**Exercise task**
Recast the listing below as a Markdown table with the columns Row and Line, numbering each line in order and omitting blank lines.

* BEGIN Source records *

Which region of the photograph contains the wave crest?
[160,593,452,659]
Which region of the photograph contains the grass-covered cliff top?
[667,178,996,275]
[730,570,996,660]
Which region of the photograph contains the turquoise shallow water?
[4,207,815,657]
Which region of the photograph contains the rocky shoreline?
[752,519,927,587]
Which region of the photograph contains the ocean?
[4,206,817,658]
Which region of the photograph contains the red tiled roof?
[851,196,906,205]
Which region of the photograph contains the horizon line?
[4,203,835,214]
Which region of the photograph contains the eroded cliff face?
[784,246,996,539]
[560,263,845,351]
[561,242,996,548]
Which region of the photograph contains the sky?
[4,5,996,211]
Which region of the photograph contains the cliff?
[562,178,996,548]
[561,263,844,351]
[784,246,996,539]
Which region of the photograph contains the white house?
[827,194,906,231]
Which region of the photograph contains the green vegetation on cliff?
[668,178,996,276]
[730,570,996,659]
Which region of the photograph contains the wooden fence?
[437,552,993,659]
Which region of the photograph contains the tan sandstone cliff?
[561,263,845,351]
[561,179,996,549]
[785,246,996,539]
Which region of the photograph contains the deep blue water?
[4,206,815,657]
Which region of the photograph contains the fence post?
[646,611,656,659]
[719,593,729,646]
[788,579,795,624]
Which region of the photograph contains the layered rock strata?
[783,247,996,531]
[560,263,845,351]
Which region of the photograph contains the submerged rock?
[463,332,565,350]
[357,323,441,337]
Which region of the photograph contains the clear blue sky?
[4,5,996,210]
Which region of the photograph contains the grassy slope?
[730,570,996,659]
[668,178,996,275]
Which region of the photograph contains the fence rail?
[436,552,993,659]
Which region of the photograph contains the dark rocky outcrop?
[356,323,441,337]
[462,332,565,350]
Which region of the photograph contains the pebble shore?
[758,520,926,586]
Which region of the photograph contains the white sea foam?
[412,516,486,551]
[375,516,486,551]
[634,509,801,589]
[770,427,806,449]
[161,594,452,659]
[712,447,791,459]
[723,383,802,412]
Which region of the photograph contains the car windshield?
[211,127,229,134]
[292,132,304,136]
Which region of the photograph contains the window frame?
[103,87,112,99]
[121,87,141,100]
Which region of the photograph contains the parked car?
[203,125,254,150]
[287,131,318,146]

* END Source records *

**Correct response**
| Row | Line |
|---|---|
| 1 | Which region of the photograph contains the wave crest? |
| 2 | [160,593,452,659] |
| 3 | Which region of the photograph contains the grass-covered cliff top? |
| 4 | [667,178,996,275] |
| 5 | [730,570,996,660] |
| 6 | Which region of the photograph contains the turquoise shallow water? |
| 7 | [4,207,815,657] |
| 8 | Which region of the photograph contains the rocky shoreline? |
| 9 | [752,519,927,587] |
| 10 | Which region of the photograph contains the ocean? |
| 11 | [4,206,817,658] |
| 12 | Which region of the photograph contains the red tiled roof? |
| 13 | [851,196,906,205] |
| 14 | Which region of the photograph contains the horizon line? |
| 15 | [4,203,835,214] |
| 16 | Which region of the photograph contains the eroded cliff face? |
| 17 | [784,246,996,539] |
| 18 | [560,263,845,351] |
| 19 | [561,242,996,548] |
| 20 | Which region of the photograph contains the sky? |
| 21 | [4,5,996,211] |
| 22 | Which region of the photograph contains the cliff? |
| 23 | [562,178,996,548] |
| 24 | [561,263,844,351] |
| 25 | [784,246,996,539] |
| 26 | Which region of the photograph contains the white house? |
| 27 | [827,194,906,231] |
| 28 | Which region of the photograph contains the green vegetation on cliff? |
| 29 | [668,178,996,276] |
| 30 | [730,570,996,659] |
| 31 | Which region of the photograph contains the wooden fence? |
| 32 | [437,552,993,659] |
| 33 | Which region of the photograph contains the tan sandstone cliff? |
| 34 | [561,263,845,351] |
| 35 | [561,179,996,549] |
| 36 | [785,246,996,539] |
| 37 | Which region of the photograph contains the deep blue water? |
| 38 | [4,206,815,657] |
| 39 | Which region of the photograph contains the fence post? |
| 40 | [646,611,656,659] |
| 41 | [719,593,729,646] |
| 42 | [788,579,795,624] |
| 43 | Which region of the photograph contains the layered rock strata? |
| 44 | [783,247,996,531] |
| 45 | [560,263,845,351] |
| 46 | Which region of the photograph contains the submerged rock? |
| 47 | [463,332,565,350] |
| 48 | [357,323,441,337] |
| 49 | Which region of the photograph contains the clear blue sky? |
| 50 | [4,5,996,210] |
| 51 | Which region of the photograph contains the grassy slope? |
| 52 | [730,570,996,659] |
| 53 | [668,178,996,275] |
| 54 | Which region of the photograph contains the fence rail? |
| 55 | [436,552,993,659] |
| 56 | Which region of the photograph contains the dark rocky outcrop? |
| 57 | [356,323,441,337] |
| 58 | [462,332,565,350] |
| 59 | Which region of the photograph contains the pebble shore? |
| 60 | [758,520,926,586] |
| 61 | Which region of the photograph contains the white sea foam? |
| 62 | [412,516,486,551] |
| 63 | [375,516,486,551] |
| 64 | [634,509,801,589] |
| 65 | [770,427,806,449] |
| 66 | [161,594,452,659] |
| 67 | [712,447,791,459] |
| 68 | [723,383,802,412] |
| 69 | Which region of the photograph contains the car windshield? |
| 70 | [211,127,229,134] |
| 71 | [292,132,304,136] |
| 72 | Which region of the photograph contains the window frame? |
| 73 | [103,87,112,99] |
| 74 | [121,87,141,100] |
| 75 | Which region of the photograph contains the parked car? |
| 76 | [203,125,254,150] |
| 77 | [287,131,318,146] |